WHAT IS REQUIRED: List every line in the entries below that contains the string "green". Case counts.

TASK MATERIAL:
================

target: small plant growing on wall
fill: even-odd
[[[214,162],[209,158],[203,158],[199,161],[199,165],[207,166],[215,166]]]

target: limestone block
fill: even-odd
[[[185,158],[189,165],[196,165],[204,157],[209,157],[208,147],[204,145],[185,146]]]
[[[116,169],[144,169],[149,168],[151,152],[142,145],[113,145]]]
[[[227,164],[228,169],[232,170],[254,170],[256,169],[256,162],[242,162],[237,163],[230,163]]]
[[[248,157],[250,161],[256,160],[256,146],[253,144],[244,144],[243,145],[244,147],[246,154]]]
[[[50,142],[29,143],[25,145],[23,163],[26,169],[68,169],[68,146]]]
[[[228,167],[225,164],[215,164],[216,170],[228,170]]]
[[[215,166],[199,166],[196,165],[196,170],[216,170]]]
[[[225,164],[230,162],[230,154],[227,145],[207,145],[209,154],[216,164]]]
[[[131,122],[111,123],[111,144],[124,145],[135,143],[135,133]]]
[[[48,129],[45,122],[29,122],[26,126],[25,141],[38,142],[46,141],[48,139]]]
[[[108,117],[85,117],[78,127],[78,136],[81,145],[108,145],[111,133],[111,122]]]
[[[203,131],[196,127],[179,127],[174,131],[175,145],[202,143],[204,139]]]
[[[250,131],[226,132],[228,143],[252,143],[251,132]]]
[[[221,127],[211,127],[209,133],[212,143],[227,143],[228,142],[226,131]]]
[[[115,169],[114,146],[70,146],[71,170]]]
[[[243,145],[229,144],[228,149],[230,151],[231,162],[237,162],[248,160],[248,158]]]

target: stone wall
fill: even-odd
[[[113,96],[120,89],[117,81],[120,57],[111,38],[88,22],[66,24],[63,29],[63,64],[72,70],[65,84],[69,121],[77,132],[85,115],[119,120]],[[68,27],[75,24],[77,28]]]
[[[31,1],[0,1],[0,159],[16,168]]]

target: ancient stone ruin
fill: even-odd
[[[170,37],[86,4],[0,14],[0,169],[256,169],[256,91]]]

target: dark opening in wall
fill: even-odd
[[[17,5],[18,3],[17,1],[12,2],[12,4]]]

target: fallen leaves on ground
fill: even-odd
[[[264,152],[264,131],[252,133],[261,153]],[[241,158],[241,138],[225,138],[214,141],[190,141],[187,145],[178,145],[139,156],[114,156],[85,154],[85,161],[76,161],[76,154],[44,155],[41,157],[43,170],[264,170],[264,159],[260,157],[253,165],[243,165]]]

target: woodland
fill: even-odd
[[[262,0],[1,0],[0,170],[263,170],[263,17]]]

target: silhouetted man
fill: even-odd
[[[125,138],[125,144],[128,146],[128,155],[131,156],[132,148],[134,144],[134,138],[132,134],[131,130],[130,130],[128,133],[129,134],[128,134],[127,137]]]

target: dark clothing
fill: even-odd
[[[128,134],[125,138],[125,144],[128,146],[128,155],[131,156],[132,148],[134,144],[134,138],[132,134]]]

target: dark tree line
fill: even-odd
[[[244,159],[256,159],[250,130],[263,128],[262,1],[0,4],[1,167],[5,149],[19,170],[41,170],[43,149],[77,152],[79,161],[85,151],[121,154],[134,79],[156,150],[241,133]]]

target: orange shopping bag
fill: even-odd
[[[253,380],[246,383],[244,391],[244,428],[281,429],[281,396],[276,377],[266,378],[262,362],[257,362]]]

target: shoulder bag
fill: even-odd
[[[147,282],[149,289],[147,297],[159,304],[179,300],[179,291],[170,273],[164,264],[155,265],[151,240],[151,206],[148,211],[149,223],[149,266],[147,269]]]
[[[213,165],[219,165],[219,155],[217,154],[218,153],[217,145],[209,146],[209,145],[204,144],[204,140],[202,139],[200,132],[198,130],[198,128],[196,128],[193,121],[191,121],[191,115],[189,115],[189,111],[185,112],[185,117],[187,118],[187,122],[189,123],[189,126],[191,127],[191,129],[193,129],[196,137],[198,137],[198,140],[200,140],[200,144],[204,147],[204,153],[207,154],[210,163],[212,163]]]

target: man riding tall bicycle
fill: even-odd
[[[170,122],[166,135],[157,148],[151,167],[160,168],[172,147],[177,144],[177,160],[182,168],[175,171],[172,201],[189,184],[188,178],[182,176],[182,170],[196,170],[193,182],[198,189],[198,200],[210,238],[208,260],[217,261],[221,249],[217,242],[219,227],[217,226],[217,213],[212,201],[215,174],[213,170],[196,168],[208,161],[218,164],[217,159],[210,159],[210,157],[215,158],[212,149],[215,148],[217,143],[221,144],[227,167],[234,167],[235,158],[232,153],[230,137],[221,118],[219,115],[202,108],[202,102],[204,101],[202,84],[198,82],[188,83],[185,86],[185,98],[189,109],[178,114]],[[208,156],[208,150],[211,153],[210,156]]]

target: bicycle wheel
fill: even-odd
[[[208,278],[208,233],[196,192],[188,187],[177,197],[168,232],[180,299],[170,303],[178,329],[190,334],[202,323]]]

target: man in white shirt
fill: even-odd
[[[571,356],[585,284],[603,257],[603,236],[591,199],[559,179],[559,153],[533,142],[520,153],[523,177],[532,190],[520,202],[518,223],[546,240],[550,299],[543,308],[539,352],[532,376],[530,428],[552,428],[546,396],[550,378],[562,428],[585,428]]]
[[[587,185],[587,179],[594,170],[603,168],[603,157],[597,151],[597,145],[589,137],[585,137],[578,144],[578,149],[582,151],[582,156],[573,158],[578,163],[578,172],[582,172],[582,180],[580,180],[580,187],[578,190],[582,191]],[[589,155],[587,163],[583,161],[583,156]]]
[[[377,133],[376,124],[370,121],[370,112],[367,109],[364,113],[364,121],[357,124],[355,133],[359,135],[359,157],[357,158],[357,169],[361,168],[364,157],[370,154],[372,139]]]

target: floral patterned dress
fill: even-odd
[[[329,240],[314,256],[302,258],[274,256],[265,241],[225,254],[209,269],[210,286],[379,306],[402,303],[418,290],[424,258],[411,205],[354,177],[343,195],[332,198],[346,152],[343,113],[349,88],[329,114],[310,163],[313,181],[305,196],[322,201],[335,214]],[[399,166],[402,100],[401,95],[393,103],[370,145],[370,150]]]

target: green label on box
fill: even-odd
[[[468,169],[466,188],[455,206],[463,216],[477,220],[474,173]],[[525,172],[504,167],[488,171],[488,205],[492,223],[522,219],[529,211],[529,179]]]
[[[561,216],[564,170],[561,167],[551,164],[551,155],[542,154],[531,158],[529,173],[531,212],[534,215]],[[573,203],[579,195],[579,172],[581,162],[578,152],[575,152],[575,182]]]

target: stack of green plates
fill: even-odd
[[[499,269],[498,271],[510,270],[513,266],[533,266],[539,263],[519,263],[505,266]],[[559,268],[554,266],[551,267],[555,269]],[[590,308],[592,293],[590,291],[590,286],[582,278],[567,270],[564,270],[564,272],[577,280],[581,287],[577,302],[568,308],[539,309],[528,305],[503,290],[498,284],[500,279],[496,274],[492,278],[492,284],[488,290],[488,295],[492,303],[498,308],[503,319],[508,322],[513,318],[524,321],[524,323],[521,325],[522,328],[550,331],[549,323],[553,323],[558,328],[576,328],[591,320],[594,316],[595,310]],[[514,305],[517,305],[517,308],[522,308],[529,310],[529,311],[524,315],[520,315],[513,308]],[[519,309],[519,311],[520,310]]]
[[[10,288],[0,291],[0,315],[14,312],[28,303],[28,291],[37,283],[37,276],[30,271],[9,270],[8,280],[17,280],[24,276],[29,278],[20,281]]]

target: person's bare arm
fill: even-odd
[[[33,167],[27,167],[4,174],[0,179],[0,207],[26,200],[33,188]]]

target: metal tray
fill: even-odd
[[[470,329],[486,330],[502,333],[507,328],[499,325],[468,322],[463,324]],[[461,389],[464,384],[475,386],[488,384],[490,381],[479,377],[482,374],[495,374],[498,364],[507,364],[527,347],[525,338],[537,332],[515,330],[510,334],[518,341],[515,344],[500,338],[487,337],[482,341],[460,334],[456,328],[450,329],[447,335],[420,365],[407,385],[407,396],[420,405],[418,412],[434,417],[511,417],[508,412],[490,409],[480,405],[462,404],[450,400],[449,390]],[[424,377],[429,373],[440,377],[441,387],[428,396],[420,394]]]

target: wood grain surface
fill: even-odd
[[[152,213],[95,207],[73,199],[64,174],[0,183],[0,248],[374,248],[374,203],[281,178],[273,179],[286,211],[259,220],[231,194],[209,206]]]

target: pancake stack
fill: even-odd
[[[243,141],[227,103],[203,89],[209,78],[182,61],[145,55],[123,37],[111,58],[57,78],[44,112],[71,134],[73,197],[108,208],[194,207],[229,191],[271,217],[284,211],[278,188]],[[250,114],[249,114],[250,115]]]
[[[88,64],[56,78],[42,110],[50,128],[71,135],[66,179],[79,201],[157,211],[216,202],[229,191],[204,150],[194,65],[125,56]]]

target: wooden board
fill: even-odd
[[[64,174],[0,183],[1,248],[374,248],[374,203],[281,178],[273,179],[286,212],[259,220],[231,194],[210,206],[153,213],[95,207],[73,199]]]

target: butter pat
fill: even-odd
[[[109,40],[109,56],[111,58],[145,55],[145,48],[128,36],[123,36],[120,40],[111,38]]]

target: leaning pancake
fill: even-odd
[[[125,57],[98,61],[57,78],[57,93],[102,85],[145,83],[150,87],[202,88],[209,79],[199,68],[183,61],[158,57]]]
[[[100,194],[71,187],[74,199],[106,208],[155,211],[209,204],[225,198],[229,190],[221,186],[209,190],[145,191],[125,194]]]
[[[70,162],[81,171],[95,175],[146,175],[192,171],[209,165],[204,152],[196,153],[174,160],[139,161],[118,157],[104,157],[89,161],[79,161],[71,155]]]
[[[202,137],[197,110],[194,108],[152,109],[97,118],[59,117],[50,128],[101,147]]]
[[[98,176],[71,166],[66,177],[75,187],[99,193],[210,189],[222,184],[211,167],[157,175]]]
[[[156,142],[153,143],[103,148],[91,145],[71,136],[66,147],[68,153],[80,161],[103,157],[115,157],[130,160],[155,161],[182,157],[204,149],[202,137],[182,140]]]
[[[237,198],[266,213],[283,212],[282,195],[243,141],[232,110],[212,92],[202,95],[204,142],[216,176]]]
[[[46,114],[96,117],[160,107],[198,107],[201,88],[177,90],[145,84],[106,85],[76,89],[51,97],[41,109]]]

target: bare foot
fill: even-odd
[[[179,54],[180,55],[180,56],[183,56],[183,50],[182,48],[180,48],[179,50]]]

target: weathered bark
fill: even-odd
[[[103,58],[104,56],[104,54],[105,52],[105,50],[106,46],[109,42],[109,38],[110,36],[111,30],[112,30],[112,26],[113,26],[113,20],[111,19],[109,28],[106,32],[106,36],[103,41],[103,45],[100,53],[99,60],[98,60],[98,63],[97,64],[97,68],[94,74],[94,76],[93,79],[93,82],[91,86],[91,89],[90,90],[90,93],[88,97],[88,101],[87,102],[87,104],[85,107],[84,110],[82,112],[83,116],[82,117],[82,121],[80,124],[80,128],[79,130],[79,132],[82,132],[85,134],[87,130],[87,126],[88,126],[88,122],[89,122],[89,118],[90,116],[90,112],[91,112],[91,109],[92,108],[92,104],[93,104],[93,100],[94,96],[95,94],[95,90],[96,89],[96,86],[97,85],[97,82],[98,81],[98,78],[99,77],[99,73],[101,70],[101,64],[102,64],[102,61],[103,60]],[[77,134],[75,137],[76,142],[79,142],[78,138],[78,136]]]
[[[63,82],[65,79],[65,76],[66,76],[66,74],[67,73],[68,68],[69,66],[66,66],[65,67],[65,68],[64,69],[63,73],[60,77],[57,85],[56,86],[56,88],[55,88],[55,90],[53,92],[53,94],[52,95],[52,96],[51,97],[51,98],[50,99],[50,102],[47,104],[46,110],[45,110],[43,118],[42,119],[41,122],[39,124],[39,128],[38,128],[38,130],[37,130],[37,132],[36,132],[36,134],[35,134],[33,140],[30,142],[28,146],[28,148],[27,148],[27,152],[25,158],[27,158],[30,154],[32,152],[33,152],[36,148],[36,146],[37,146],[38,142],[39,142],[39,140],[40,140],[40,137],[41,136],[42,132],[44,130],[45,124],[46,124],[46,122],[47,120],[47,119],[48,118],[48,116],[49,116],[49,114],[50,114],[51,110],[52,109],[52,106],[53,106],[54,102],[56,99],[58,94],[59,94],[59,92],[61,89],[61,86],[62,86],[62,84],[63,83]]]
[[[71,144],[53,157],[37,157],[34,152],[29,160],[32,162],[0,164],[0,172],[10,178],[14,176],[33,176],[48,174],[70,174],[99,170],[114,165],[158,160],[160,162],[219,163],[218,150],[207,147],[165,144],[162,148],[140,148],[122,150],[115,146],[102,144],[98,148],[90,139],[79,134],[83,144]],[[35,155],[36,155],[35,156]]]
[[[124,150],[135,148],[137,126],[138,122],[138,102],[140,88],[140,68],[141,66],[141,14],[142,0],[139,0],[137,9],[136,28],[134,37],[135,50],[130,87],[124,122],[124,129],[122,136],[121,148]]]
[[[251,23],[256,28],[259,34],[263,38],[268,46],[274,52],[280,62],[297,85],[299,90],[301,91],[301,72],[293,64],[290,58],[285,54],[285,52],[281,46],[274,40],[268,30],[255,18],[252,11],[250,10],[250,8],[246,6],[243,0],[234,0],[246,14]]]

================

REPLY TO THE EXERCISE:
target: green label on box
target: stack of green plates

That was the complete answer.